* **THE TASK**: Copy out every line of the material below that contains the string "accurate", treating uppercase and lowercase as different.

* **DATA FOR ANALYSIS**:
★ ★ ★

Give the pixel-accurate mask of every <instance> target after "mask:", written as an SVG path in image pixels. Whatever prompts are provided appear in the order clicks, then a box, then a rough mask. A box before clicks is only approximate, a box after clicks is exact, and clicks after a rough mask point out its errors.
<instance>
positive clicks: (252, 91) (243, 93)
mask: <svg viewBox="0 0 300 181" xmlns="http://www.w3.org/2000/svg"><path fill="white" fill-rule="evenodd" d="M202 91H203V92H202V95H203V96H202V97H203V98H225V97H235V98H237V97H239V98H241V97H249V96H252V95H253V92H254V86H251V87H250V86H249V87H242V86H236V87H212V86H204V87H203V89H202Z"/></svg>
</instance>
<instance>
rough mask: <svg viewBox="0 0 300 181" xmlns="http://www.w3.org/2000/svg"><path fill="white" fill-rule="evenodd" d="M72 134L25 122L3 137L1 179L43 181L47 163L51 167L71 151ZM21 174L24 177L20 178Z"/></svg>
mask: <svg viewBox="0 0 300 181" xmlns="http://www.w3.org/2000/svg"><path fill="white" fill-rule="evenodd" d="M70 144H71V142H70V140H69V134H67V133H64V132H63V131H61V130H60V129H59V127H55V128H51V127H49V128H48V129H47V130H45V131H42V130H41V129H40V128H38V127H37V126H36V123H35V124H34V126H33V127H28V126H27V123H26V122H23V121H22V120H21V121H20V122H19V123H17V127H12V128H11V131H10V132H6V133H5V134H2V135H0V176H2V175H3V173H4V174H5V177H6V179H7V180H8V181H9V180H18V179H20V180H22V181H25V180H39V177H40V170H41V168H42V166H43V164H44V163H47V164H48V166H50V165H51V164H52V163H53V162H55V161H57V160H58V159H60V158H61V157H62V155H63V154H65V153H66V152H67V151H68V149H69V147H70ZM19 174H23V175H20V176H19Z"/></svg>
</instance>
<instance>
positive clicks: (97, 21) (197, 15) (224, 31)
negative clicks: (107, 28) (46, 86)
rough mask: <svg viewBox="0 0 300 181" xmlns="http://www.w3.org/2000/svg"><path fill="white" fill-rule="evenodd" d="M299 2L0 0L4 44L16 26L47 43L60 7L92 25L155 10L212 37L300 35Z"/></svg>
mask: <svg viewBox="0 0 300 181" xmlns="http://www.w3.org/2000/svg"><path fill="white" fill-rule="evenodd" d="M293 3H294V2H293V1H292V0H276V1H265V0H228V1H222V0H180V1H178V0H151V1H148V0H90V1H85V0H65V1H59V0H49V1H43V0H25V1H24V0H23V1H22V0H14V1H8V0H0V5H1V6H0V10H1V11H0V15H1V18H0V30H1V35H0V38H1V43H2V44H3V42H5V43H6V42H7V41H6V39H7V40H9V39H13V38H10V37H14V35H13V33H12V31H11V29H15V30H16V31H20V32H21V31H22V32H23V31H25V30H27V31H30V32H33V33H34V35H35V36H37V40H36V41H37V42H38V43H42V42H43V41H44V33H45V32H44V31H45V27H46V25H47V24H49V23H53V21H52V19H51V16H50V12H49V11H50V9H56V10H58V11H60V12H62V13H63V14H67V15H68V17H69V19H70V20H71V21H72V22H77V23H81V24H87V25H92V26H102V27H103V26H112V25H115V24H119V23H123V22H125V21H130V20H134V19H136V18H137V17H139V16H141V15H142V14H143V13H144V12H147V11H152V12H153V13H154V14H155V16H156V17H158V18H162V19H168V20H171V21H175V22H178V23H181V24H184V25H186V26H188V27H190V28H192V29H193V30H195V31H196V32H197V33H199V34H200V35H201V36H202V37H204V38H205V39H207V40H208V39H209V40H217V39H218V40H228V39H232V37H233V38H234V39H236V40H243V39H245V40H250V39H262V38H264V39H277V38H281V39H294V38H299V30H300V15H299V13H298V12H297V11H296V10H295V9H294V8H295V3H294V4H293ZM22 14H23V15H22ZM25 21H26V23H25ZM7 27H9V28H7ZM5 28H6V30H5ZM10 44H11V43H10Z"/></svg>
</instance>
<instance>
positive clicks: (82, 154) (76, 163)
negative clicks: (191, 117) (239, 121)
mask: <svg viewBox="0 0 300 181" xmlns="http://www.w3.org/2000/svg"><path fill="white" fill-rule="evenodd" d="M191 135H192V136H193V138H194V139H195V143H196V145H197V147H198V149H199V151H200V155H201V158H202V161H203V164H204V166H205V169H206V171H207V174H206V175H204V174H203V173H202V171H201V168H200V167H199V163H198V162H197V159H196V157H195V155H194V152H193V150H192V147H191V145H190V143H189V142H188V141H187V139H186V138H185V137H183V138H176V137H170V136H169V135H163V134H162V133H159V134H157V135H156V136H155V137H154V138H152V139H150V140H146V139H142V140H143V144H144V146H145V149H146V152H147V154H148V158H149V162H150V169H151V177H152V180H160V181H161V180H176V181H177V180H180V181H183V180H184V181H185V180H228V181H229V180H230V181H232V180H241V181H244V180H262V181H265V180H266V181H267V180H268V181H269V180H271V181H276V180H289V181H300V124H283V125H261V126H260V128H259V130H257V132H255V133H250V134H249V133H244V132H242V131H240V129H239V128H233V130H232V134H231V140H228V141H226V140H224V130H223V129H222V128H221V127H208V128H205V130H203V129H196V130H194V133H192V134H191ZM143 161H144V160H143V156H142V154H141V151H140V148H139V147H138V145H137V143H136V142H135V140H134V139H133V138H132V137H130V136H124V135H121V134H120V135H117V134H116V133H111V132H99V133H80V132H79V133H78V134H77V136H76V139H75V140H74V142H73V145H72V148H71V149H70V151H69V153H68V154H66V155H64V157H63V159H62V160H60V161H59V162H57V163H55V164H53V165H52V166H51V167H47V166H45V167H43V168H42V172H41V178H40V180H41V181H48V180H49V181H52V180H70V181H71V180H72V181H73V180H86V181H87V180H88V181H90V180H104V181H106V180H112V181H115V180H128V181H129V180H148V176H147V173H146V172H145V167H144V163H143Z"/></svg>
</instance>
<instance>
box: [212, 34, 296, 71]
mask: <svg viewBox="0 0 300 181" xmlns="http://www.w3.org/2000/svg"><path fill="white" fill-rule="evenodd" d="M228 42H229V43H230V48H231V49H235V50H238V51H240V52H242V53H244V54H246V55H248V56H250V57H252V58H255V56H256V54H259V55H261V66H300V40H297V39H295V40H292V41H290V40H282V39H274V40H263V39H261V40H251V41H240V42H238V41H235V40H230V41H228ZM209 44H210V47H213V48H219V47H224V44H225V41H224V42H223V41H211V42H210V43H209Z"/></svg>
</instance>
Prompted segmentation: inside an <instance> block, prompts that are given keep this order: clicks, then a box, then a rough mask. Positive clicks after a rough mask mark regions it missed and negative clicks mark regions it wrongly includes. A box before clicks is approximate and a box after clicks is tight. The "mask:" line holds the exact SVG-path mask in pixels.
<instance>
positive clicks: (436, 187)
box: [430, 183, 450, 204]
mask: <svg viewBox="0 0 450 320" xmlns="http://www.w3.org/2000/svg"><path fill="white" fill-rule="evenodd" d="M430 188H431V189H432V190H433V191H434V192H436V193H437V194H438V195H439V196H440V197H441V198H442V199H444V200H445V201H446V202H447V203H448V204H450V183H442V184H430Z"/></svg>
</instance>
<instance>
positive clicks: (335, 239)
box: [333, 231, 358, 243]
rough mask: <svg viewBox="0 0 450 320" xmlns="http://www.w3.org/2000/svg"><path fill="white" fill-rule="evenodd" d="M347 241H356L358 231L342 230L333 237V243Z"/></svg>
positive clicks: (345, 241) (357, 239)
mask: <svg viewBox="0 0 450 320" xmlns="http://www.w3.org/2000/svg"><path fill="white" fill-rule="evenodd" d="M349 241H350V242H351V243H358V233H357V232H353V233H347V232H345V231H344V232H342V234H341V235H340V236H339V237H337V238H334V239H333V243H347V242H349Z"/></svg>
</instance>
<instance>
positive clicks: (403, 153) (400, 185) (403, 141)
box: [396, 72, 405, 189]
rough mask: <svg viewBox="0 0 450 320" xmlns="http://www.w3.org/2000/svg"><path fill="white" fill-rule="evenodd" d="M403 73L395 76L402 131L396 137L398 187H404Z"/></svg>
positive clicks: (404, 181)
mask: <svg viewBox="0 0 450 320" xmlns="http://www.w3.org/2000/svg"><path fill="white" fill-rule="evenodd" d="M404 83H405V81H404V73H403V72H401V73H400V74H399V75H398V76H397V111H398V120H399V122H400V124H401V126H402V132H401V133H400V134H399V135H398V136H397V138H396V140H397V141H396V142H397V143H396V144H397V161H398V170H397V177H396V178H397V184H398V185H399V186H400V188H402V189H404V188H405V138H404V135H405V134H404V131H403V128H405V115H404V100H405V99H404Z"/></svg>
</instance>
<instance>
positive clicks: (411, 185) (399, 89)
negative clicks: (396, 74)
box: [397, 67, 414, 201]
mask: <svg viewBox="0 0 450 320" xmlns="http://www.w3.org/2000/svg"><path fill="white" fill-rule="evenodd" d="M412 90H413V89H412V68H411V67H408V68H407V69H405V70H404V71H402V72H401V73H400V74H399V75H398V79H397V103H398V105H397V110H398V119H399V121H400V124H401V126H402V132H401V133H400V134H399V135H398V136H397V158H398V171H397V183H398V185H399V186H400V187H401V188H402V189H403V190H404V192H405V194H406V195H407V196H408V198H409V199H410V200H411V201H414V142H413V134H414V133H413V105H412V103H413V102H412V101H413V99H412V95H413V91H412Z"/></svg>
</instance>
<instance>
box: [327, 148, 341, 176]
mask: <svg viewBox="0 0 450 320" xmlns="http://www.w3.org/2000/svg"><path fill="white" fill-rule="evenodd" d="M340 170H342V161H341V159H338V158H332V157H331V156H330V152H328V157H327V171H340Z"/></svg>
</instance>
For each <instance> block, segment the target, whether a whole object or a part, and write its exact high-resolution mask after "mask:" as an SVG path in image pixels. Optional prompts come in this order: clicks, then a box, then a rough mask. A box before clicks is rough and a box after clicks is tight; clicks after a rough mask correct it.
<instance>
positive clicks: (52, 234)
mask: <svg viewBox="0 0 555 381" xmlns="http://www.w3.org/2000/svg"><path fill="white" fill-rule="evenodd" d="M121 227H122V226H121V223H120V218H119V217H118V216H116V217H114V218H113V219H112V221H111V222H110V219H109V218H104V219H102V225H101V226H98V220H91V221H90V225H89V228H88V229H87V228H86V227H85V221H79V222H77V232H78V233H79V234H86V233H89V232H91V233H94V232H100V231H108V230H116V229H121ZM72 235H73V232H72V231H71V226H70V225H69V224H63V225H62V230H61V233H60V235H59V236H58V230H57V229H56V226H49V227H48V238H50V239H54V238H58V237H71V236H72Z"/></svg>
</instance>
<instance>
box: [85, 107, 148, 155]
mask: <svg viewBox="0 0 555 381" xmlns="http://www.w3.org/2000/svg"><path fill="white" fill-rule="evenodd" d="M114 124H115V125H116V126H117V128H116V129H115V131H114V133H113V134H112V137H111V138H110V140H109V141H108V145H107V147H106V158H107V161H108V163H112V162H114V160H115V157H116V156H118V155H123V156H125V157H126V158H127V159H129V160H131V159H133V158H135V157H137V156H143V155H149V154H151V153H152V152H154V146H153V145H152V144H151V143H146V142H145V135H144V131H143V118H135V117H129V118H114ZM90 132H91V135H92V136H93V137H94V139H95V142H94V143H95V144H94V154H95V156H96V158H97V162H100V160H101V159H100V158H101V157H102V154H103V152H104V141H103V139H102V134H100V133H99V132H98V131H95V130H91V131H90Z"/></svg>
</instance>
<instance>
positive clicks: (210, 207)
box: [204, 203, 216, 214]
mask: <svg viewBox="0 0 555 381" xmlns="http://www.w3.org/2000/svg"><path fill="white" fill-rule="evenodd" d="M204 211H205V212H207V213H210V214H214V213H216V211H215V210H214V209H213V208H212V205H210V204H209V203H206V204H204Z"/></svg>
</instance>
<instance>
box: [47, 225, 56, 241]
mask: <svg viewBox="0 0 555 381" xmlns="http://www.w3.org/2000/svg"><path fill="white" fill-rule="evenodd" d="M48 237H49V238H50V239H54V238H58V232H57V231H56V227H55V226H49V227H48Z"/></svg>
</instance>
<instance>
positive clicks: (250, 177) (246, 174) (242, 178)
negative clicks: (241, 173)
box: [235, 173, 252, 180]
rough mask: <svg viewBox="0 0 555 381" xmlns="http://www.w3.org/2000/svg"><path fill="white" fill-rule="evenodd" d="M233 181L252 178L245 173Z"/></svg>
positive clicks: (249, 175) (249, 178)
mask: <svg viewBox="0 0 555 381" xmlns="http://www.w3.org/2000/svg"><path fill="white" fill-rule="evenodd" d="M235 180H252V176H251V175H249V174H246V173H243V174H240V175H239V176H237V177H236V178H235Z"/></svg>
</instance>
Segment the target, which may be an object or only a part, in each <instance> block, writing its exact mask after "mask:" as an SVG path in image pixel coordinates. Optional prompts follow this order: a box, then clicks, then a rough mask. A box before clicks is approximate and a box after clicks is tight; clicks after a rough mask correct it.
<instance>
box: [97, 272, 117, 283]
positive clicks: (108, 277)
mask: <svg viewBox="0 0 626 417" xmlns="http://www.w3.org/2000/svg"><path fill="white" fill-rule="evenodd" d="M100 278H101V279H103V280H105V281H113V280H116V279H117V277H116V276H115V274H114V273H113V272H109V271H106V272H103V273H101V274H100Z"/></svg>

★ ★ ★

* **THE COMPLETED TASK**:
Give the pixel-accurate mask of every <instance> target after "mask:", written as an SVG path in image pixels. Whatever prompts are provided appear in the order clicks, then a box, then a rough mask. A box before clicks is only approximate, a box after clicks is exact, and clicks after a rough mask point out its errors.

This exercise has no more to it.